• **Written problem**: Continue the passage below on spin excitations in bulk and monolayer FeSe, starting right after its last sentence.

• **Page extract**:
[start]
Here, we combine high-energy-resolution RIXS measurements and quantum Monte Carlo (QMC) calculations within the dynamical cluster approximation (DCA) to elucidate the spin dynamics of bulk FeSe and FeSe/STO films down to the single unit cell limit. We find that the magnetic excitations in FeSe/STO are gapped and dispersionless in momentum space, and harden significantly relative to other Fe-based superconductors. These observations are in stark contrast with the spin excitations of bulk FeSe, which exhibit an acoustic-like dispersion toward the zone center, similarly to other antiferromagnetic systems1. The evolution of the spin excitations is captured by DCA calculations of a bilayer Hubbard model19, which account for the transition from a two-band system into an incipient band system (see Methods). Correspondingly, we establish that the reconfiguration of the spin excitations from bulk to monolayer FeSe originates from the Lifshitz transition of the Fermi surface and accompanying loss of the hole pocket at the Γ point. This transition quenches particle-hole scattering processes, flattens and gaps out their dispersion, and increases their energy bandwidth, in agreement with the experimental observations.


X-Ray absorption spectroscopy

Figure 2a, b summarize the Fe L-edge X-ray Absorption Spectroscopy (XAS) data for bulk FeSe (FeSe hereafter) and monolayer FeSe (FeSe/STO hereafter), respectively. The XAS of FeSe resembles the spectra previously obtained from cleaved Fe pnictides crystals with Fe in a 2+ oxidation state and embedded in a metal environment10,11,13,15,16. The XAS of FeSe/STO has an additional peak at higher energy, which could originate from new interfacial valence states induced by hybridization with orbitals of the STO substrate. The arrows in Fig. 2a, b specify the incident photon energies at which RIXS spectra were collected.

Fig. 2: X-Ray Absorption Spectroscopy (XAS) and Resonant Inelastic X-Ray Scattering (RIXS) spectra for FeSe bulk and Fe/SrTiO3 (STO).
figure 2

a, b Fe L3-edge X-ray absorption spectra for FeSe bulk (a) and FeSe/STO (b), measured via total electron yield. The arrows mark the incident energy for the RIXS data displayed in c and d. c, d High-energy resolution RIXS spectra of FeSe bulk (c) and FeSe/STO (d) at different momentum points along the high-symmetry direction (0, 0) → (H, 0) [RIXS spectra along the (0, 0) → (H, H) direction are reported in the Supplementary Information].
[end]
• **Extracted entries**:
[start]
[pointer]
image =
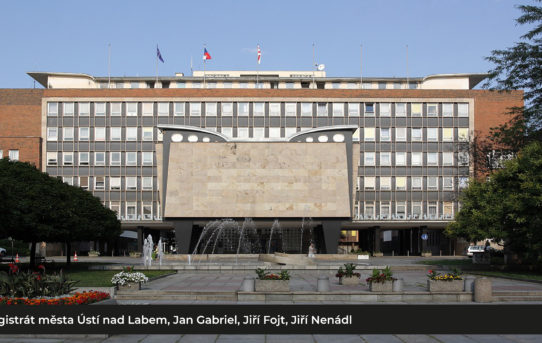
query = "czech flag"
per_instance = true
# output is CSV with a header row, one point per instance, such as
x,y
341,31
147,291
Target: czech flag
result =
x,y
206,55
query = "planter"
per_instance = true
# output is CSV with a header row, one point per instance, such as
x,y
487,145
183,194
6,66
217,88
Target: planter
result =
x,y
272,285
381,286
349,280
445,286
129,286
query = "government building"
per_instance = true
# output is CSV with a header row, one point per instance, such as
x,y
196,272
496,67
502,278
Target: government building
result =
[end]
[start]
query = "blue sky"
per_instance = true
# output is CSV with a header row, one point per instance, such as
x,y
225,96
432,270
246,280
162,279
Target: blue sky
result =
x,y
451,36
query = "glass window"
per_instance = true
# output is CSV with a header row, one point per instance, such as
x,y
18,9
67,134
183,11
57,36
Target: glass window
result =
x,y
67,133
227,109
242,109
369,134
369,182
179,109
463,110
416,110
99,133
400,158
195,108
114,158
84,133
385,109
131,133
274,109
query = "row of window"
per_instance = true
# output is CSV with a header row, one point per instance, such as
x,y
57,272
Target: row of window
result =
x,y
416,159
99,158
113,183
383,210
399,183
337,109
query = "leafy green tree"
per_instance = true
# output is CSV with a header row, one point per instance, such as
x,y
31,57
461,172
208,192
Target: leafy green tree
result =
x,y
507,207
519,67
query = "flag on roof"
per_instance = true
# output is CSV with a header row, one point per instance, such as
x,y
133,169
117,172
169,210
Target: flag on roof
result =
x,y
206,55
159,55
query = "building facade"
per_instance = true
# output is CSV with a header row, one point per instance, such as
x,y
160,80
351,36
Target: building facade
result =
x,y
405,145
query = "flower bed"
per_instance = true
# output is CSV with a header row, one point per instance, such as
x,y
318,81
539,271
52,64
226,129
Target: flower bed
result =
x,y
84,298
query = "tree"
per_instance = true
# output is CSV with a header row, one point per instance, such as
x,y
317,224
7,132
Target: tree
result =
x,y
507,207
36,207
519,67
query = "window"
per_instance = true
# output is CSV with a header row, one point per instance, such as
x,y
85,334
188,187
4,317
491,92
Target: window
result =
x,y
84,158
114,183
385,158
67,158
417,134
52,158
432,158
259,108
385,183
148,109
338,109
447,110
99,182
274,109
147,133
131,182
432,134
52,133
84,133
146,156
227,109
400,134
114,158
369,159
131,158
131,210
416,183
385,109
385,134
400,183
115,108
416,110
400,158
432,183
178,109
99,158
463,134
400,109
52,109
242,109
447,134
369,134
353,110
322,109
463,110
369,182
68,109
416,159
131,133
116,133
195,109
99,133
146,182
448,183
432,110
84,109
[end]
• **Output of the task**:
Resonant Inelastic X-Ray Scattering

Figure 2c, d show the corresponding high-resolution and high-statistics RIXS data on FeSe and monolayer FeSe/STO, respectively. In the bulk case, we detect a dispersive excitation at an energy of ~140 meV at q = (0.36, 0) r.l.u., which gradually decreases in energy toward the zone center until it merges into the elastic line. This mode is reminiscent of what observed in INS experiments3 and can be ascribed to spin excitations as previously shown in ref. 14. A word of caution should be given, however, as FeSe lacks long-range antiferromagnetism, and, instead exhibits Néel- and stripe-type fluctuations3. As such, a direct comparison between the excitations measured by INS and RIXS is not straightforward since the Γ point is not equivalent to M or X in the absence of Brillouin zone folding. Nevertheless, the excitations of FeSe closely resemble those observed in BaFe2As214, suggesting that spin fluctuations are of similar nature in these two compounds in proximity of the Γ point and across the portion of Brillouin zone accessible to RIXS.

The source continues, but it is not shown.